## WORK INSTRUCTIONS
Reproduce verbatim every line from the beginning of the items through the line containing "POLYGON ((443 378, 443", including that line.

□ □ □ □ □

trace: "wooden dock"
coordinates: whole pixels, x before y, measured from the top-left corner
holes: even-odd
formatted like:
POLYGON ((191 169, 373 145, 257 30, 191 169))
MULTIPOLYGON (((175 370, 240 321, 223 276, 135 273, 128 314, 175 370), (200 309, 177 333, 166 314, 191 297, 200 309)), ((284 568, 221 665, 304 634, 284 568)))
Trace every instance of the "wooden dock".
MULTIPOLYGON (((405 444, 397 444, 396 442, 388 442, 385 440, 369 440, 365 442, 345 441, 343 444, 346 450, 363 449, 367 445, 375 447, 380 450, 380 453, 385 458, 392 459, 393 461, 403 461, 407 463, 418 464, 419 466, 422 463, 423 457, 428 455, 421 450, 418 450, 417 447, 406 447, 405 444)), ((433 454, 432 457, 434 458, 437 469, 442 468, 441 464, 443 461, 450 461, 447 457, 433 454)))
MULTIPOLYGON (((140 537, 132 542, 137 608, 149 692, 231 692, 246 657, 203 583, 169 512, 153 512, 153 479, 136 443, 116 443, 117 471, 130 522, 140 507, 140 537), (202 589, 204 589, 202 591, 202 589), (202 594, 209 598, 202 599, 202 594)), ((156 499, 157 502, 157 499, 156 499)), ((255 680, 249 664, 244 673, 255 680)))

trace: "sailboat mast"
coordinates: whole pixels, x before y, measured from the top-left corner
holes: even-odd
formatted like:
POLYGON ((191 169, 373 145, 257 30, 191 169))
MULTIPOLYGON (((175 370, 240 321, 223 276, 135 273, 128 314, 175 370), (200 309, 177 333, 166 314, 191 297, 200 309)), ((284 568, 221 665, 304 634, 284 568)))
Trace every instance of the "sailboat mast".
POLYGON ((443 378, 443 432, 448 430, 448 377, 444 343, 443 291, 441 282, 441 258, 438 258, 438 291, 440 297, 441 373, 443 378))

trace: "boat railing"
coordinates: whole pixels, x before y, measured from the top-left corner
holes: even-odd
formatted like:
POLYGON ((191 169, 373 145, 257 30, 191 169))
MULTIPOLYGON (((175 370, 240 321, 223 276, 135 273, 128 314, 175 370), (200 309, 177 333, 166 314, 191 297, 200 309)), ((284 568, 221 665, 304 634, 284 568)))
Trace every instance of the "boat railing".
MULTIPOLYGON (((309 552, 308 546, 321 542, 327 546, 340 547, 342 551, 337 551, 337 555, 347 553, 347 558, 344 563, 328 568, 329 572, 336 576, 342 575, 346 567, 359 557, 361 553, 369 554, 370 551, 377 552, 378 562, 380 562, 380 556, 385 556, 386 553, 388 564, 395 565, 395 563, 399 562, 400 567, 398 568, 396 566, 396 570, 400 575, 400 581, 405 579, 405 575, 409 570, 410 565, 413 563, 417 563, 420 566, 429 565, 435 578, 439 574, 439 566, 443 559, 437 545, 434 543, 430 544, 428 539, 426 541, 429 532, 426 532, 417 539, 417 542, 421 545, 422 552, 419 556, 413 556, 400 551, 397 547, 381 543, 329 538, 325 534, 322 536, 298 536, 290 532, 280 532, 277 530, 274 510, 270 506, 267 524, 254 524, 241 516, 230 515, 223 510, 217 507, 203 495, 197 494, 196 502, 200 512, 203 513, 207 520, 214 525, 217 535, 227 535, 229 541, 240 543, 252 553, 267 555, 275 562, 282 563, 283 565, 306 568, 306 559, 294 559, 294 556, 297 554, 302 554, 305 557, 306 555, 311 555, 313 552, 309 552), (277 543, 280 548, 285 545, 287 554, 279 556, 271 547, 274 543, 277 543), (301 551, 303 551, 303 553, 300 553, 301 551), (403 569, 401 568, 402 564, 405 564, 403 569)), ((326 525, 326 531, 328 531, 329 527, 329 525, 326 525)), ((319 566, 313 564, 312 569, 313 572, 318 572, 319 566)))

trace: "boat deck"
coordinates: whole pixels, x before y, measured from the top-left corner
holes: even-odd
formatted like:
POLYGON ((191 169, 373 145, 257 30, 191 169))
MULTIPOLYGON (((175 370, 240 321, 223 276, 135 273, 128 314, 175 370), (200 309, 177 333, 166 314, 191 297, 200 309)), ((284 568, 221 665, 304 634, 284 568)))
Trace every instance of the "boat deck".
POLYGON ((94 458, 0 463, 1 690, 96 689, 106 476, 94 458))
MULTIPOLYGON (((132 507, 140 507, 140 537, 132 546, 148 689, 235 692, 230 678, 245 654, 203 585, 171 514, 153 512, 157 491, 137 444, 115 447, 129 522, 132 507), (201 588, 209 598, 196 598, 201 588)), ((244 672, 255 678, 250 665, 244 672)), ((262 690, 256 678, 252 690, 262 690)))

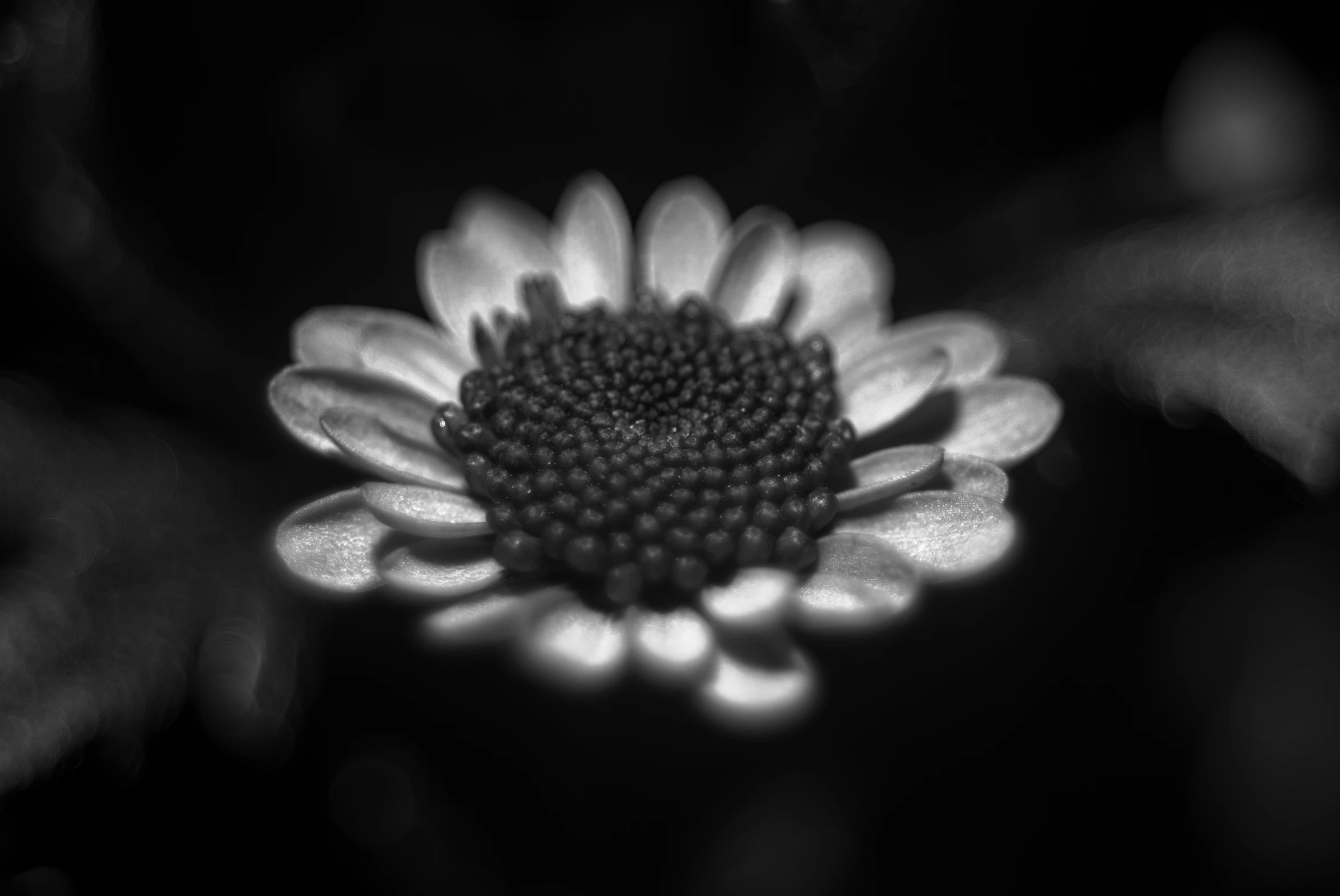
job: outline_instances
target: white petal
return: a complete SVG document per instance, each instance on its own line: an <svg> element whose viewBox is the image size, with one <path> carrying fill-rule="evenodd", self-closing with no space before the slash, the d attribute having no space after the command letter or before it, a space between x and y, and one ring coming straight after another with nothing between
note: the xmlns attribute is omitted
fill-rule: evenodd
<svg viewBox="0 0 1340 896"><path fill-rule="evenodd" d="M323 305L312 308L293 323L291 333L293 360L308 367L358 370L362 367L358 347L363 335L373 327L382 327L409 338L437 336L433 324L401 311L362 305Z"/></svg>
<svg viewBox="0 0 1340 896"><path fill-rule="evenodd" d="M708 293L730 216L710 186L698 178L666 183L653 194L638 221L642 279L671 303L685 293Z"/></svg>
<svg viewBox="0 0 1340 896"><path fill-rule="evenodd" d="M363 506L358 489L348 489L288 514L275 530L275 549L304 580L328 591L359 592L382 584L377 553L391 534Z"/></svg>
<svg viewBox="0 0 1340 896"><path fill-rule="evenodd" d="M954 422L935 442L946 451L976 454L1002 467L1043 447L1061 422L1061 399L1036 379L1000 376L957 392Z"/></svg>
<svg viewBox="0 0 1340 896"><path fill-rule="evenodd" d="M704 711L729 727L776 729L804 715L817 680L805 656L780 639L722 643L698 691Z"/></svg>
<svg viewBox="0 0 1340 896"><path fill-rule="evenodd" d="M796 273L796 234L770 209L740 218L721 260L712 300L737 323L773 320Z"/></svg>
<svg viewBox="0 0 1340 896"><path fill-rule="evenodd" d="M465 493L465 474L450 454L427 438L413 438L383 425L371 414L332 407L320 419L322 430L351 463L393 482L411 482Z"/></svg>
<svg viewBox="0 0 1340 896"><path fill-rule="evenodd" d="M917 407L949 370L942 348L915 354L868 355L856 370L838 380L843 414L864 438Z"/></svg>
<svg viewBox="0 0 1340 896"><path fill-rule="evenodd" d="M899 445L854 459L855 485L838 493L838 512L919 489L939 470L943 455L938 445Z"/></svg>
<svg viewBox="0 0 1340 896"><path fill-rule="evenodd" d="M728 584L702 589L702 609L720 625L761 628L781 619L795 588L796 576L785 569L740 569Z"/></svg>
<svg viewBox="0 0 1340 896"><path fill-rule="evenodd" d="M496 585L507 576L493 558L493 538L425 538L391 550L382 579L406 596L460 597Z"/></svg>
<svg viewBox="0 0 1340 896"><path fill-rule="evenodd" d="M800 232L800 305L787 332L824 333L838 360L888 321L894 263L879 237L862 228L824 222Z"/></svg>
<svg viewBox="0 0 1340 896"><path fill-rule="evenodd" d="M560 686L588 688L612 682L628 654L624 620L568 599L537 613L520 639L521 659Z"/></svg>
<svg viewBox="0 0 1340 896"><path fill-rule="evenodd" d="M945 463L930 488L967 492L1004 504L1009 494L1009 475L985 458L946 451Z"/></svg>
<svg viewBox="0 0 1340 896"><path fill-rule="evenodd" d="M494 311L520 309L520 273L504 269L460 233L430 233L419 242L419 291L429 313L457 352L473 358L473 320L493 323Z"/></svg>
<svg viewBox="0 0 1340 896"><path fill-rule="evenodd" d="M343 454L320 425L322 414L332 407L362 411L413 439L431 438L433 402L403 383L375 374L285 367L269 380L269 406L297 441L331 457Z"/></svg>
<svg viewBox="0 0 1340 896"><path fill-rule="evenodd" d="M958 579L1000 561L1014 542L1014 517L963 492L913 492L838 517L833 532L879 536L929 577Z"/></svg>
<svg viewBox="0 0 1340 896"><path fill-rule="evenodd" d="M532 613L565 596L571 589L563 584L500 585L431 613L423 620L423 636L444 647L504 642L521 631Z"/></svg>
<svg viewBox="0 0 1340 896"><path fill-rule="evenodd" d="M494 190L466 194L452 214L452 230L512 281L559 269L544 216Z"/></svg>
<svg viewBox="0 0 1340 896"><path fill-rule="evenodd" d="M363 504L398 532L426 538L469 538L490 534L484 508L474 498L422 485L367 482Z"/></svg>
<svg viewBox="0 0 1340 896"><path fill-rule="evenodd" d="M939 346L949 355L949 371L941 388L985 379L1005 362L1005 336L990 317L970 311L945 311L899 320L878 339L862 343L846 356L839 355L839 376L859 366L871 351L911 352L923 346Z"/></svg>
<svg viewBox="0 0 1340 896"><path fill-rule="evenodd" d="M580 308L606 299L614 308L627 307L632 234L614 185L594 173L576 179L559 202L553 224L568 304Z"/></svg>
<svg viewBox="0 0 1340 896"><path fill-rule="evenodd" d="M454 399L461 376L474 367L470 355L426 321L415 329L386 324L364 328L358 360L363 370L409 383L436 402Z"/></svg>
<svg viewBox="0 0 1340 896"><path fill-rule="evenodd" d="M819 538L819 563L796 591L796 621L808 629L866 629L904 615L917 571L878 536Z"/></svg>
<svg viewBox="0 0 1340 896"><path fill-rule="evenodd" d="M666 613L632 607L627 624L632 659L655 680L674 683L701 678L716 651L712 628L689 607Z"/></svg>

□ □ □ □ □

## RIGHT ANSWER
trace: "wooden dock"
coordinates: whole pixels, x before y, measured from the top-left corner
holes: even-odd
formatted like:
POLYGON ((191 169, 373 145, 257 30, 191 169))
MULTIPOLYGON (((175 370, 240 321, 223 276, 135 273, 128 314, 175 370), (200 309, 177 333, 166 314, 191 297, 200 309)), ((284 568, 221 665, 304 634, 284 568)))
Trace every instance of the "wooden dock".
MULTIPOLYGON (((405 444, 397 444, 396 442, 388 442, 385 440, 369 440, 365 442, 345 441, 343 444, 346 450, 363 449, 367 445, 375 447, 380 450, 380 453, 385 458, 392 459, 393 461, 403 461, 407 463, 418 464, 419 466, 422 463, 423 457, 428 455, 421 450, 418 450, 417 447, 406 447, 405 444)), ((433 454, 432 457, 434 458, 437 469, 442 468, 441 464, 443 461, 450 461, 447 457, 433 454)))
MULTIPOLYGON (((140 537, 132 542, 137 608, 149 692, 231 692, 246 657, 203 583, 169 512, 153 512, 153 479, 136 443, 116 443, 117 471, 130 522, 140 507, 140 537), (202 589, 204 589, 202 591, 202 589), (202 594, 209 598, 202 599, 202 594)), ((156 499, 157 502, 157 499, 156 499)), ((255 680, 249 664, 244 673, 255 680)))

trace: "sailboat mast"
coordinates: whole pixels, x before y, measured from the top-left corner
holes: even-odd
formatted like:
POLYGON ((191 169, 373 145, 257 30, 191 169))
MULTIPOLYGON (((175 370, 240 321, 223 276, 135 273, 128 314, 175 370), (200 309, 177 333, 166 314, 191 297, 200 309)), ((284 568, 221 665, 304 634, 284 568)))
Trace every instance of the "sailboat mast".
POLYGON ((443 378, 443 432, 448 430, 448 377, 444 343, 443 291, 441 282, 441 258, 438 258, 438 291, 440 297, 441 373, 443 378))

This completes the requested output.